Strange stories are told of her girlish love affairs, which seem to have
been indiscreet if nothing worse, while her beauty drew to her many a
high-placed wooer, including the Prince of Orange and Prince George of
Darmstadt, to all of whom she seems to have turned a cold shoulder.

But the wilful Princess was not to be left mistress of her own destiny.
One November day, in 1794, Lord Malmesbury arrived at the Brunswick
Court to demand her hand for the Prince of Wales, whom his burden of
debts and the necessity of providing an heir to the throne of England
were at last driving reluctantly to the altar. And thus a new and
dazzling future opened for her. To her parents nothing could have been
more welcome than this prospect of a crown for their daughter; while to
her it offered a release from a life that had become odious.

*Data provided*.
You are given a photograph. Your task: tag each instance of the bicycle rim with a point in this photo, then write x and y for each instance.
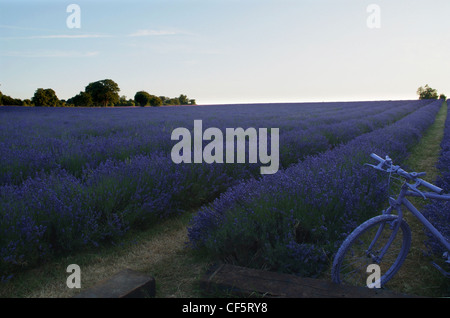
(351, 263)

* * *

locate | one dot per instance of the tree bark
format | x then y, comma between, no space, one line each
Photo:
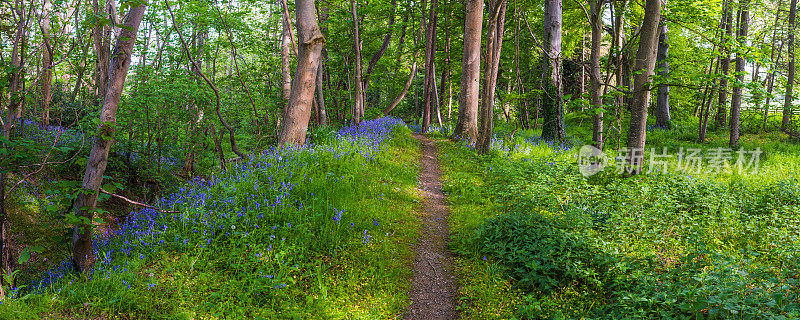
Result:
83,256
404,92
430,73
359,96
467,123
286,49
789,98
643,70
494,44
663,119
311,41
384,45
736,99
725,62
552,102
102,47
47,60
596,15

---

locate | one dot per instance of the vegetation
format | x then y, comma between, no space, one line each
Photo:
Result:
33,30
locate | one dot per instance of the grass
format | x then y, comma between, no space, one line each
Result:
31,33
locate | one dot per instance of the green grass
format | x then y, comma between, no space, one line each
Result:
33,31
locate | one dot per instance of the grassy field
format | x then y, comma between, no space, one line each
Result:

*Given problem*.
Rewrite the stretch of the Princess passage from "Strange stories are" through "had become odious.", switching "November" to "December".

*Complete output*.
Strange stories are told of her girlish love affairs, which seem to have
been indiscreet if nothing worse, while her beauty drew to her many a
high-placed wooer, including the Prince of Orange and Prince George of
Darmstadt, to all of whom she seems to have turned a cold shoulder.

But the wilful Princess was not to be left mistress of her own destiny.
One December day, in 1794, Lord Malmesbury arrived at the Brunswick
Court to demand her hand for the Prince of Wales, whom his burden of
debts and the necessity of providing an heir to the throne of England
were at last driving reluctantly to the altar. And thus a new and
dazzling future opened for her. To her parents nothing could have been
more welcome than this prospect of a crown for their daughter; while to
her it offered a release from a life that had become odious.